What to do:
The whole listing, repeated exactly, is what this task asks for.

Data records:
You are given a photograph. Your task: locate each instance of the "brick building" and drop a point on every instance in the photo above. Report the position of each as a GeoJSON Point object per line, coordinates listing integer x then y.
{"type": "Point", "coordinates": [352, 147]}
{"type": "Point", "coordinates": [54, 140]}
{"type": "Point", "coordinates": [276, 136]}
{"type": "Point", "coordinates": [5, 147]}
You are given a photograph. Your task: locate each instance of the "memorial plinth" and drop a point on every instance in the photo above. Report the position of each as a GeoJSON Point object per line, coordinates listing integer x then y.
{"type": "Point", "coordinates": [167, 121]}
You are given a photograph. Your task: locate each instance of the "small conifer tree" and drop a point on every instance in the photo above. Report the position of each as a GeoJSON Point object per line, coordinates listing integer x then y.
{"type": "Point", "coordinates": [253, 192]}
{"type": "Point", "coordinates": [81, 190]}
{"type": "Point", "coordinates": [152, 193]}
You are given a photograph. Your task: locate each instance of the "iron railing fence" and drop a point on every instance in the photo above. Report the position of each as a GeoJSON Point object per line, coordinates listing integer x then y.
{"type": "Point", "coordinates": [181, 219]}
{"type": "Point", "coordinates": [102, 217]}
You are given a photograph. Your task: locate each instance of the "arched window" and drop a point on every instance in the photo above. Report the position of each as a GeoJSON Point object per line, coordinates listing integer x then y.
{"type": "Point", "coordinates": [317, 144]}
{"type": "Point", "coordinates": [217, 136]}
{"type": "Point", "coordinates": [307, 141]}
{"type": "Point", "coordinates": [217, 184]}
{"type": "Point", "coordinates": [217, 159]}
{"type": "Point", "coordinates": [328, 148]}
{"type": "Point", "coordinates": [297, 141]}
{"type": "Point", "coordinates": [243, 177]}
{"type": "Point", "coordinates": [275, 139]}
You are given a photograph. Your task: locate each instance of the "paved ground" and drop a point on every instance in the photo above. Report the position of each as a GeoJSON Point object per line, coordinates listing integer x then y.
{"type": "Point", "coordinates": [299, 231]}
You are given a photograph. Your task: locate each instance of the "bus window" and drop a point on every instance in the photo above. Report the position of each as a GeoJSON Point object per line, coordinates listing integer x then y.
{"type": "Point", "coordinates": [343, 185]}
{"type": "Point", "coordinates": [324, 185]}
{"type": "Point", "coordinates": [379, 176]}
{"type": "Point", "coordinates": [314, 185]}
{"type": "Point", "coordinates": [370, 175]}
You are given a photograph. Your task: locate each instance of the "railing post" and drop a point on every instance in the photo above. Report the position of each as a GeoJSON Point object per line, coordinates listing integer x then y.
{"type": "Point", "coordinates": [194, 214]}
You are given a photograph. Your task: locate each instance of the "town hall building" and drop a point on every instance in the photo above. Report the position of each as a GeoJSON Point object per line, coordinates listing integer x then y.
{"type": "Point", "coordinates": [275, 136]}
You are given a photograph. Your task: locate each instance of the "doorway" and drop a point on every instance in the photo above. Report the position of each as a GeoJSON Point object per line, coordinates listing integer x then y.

Output for this exercise:
You are given a photograph. Your task: locate each instance of the "brick building" and drop a point on every instance in the photo above. Report the position of each as a GeoJSON Point object per line, coordinates listing integer x then y.
{"type": "Point", "coordinates": [352, 147]}
{"type": "Point", "coordinates": [54, 140]}
{"type": "Point", "coordinates": [276, 136]}
{"type": "Point", "coordinates": [5, 147]}
You are given a photograph. Your task: locate each instance of the "memorial plinth" and drop a point on every instance in the photo above. Report the position of each as a GeoJSON Point object per line, coordinates listing integer x then y.
{"type": "Point", "coordinates": [167, 121]}
You are given a photograph. Your task: locate each instance of the "small conifer tree" and drop a point on every instance in the photo above. Report the position of each as a GeoJSON Point object per line, coordinates listing integer x then y.
{"type": "Point", "coordinates": [253, 192]}
{"type": "Point", "coordinates": [81, 190]}
{"type": "Point", "coordinates": [152, 193]}
You are given a photograph. Your task: locate each instance of the "iron railing fence" and drop a point on every instance in the photo above. Report the position of each as a GeoJSON Point object per line, coordinates listing integer x then y.
{"type": "Point", "coordinates": [181, 219]}
{"type": "Point", "coordinates": [102, 217]}
You are given a photograph. Your task: locate each instance of the "arched window" and drop a point on every instance in the photo above. Report the position of each as a GeoJSON Point object per line, coordinates listing integer x then y.
{"type": "Point", "coordinates": [317, 144]}
{"type": "Point", "coordinates": [217, 136]}
{"type": "Point", "coordinates": [307, 141]}
{"type": "Point", "coordinates": [217, 184]}
{"type": "Point", "coordinates": [217, 159]}
{"type": "Point", "coordinates": [328, 148]}
{"type": "Point", "coordinates": [297, 141]}
{"type": "Point", "coordinates": [243, 177]}
{"type": "Point", "coordinates": [275, 139]}
You are given a photograph. Your task: locate each instance of the "paved ground" and drop a point on every instance in the photo above. Report the position of each as a GeoJSON Point object per line, coordinates listing integer x then y.
{"type": "Point", "coordinates": [299, 231]}
You are given a photograph. Your task: locate each instance of the "bus window" and drop a point on every instance in the photo above. Report the position of each as a GeoJSON Point object per line, coordinates listing integer x then y.
{"type": "Point", "coordinates": [343, 185]}
{"type": "Point", "coordinates": [324, 185]}
{"type": "Point", "coordinates": [379, 176]}
{"type": "Point", "coordinates": [314, 185]}
{"type": "Point", "coordinates": [370, 175]}
You are given a photograph. Your task: locate each instance of the "railing post" and drop a point on every instance in the photo above. Report the position of each as a GeoJSON Point object per line, coordinates listing integer x then y.
{"type": "Point", "coordinates": [194, 214]}
You are given a photograph. Your task: locate each instance of the "town hall building" and drop a point on every instance in the photo above. Report the position of each as a GeoJSON Point object per line, coordinates listing integer x then y.
{"type": "Point", "coordinates": [275, 136]}
You are given a photograph. Your task: locate each instance of the "doorway" and drop a point on every instance in the photo above. Report the position of each as a GeoJSON Point object per line, coordinates listing integer x then y.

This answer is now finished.